### Exercise aim:
All records are to be transcribed in full; any pictures among them are to be skipped.

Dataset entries
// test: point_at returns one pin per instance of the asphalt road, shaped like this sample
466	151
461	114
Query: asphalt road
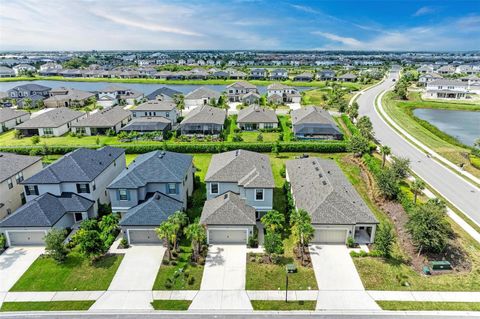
453	187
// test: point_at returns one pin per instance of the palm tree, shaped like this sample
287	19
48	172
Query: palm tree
385	151
417	186
197	235
273	220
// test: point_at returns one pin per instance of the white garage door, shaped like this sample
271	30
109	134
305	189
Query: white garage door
227	236
143	236
330	236
26	238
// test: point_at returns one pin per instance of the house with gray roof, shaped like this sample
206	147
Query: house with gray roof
336	209
102	121
54	122
13	170
255	118
9	118
204	120
312	122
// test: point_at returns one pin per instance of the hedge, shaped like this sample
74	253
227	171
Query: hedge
312	146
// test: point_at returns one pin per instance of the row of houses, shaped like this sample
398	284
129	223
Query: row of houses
239	190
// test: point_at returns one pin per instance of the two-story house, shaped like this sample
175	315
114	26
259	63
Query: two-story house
239	190
154	186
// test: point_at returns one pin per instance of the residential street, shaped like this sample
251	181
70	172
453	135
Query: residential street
453	187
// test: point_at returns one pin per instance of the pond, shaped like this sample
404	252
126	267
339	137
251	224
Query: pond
463	125
146	88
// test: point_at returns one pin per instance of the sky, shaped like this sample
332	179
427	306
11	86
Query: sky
411	25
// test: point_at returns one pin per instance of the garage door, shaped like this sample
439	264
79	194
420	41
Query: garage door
147	236
227	236
26	238
330	236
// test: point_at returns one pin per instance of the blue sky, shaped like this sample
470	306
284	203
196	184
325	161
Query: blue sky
239	24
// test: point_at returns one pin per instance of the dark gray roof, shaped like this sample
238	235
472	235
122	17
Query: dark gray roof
7	114
320	187
205	114
46	210
227	209
154	167
105	118
246	168
257	114
152	212
81	165
11	164
53	118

### Solution to this task:
// test: point_at returns one pin per instance of the asphalt road, shaped like this sample
466	151
461	114
Query: asphalt road
453	187
// test: point_at returns one pin per instance of the palm tree, shaped like this sample
287	19
48	172
Query: palm tree
385	151
417	186
197	235
273	220
// test: point_at returns one pin per instance of the white garage door, shaped like this sample
271	30
109	134
305	189
Query: white garage door
227	236
143	236
330	236
26	238
// test: point_at returns one pin per instance of the house with gray roof, shaped like this sample
206	147
Query: house with gray roof
336	209
102	121
54	122
13	170
255	118
9	118
204	120
312	122
// test: point_at returns one pin per instance of the hedge, shaped like this sample
74	253
227	171
Query: hedge
312	146
// test: point_at returns one pin per instance of the row of houses, shaped like this sample
398	284
129	223
Query: row of houses
239	190
// test: point_at returns one pin per instance of the two-story house, shaped like this sample
175	315
114	26
259	63
Query: two-story house
239	190
154	186
// test: point_at returns one pin per instance of the residential street, shaped like this sample
251	181
70	172
453	135
Query: residential street
453	187
// test: point_at returns one pin per instance of the pond, shaped like this sample
404	252
126	267
339	137
251	224
Query: pond
463	125
146	88
// test: point_at returns one pin per instance of the sky, shaped like this sample
332	179
427	306
11	86
Query: sky
411	25
// test: point_at returns one pin per instance of the garage door, shaped like this sample
439	264
79	194
420	41
Query: garage door
147	236
227	236
26	238
330	236
// test: point_at returns one pin per instance of the blue sky, shaped like this sample
470	306
284	203
196	184
325	161
Query: blue sky
239	24
// test: point_at returns one pin per instance of the dark gray roof, shaped like this sample
238	235
472	235
122	17
Query: dark gray roof
7	114
320	187
205	114
46	210
227	209
154	167
105	118
246	168
257	114
152	212
81	165
11	164
53	118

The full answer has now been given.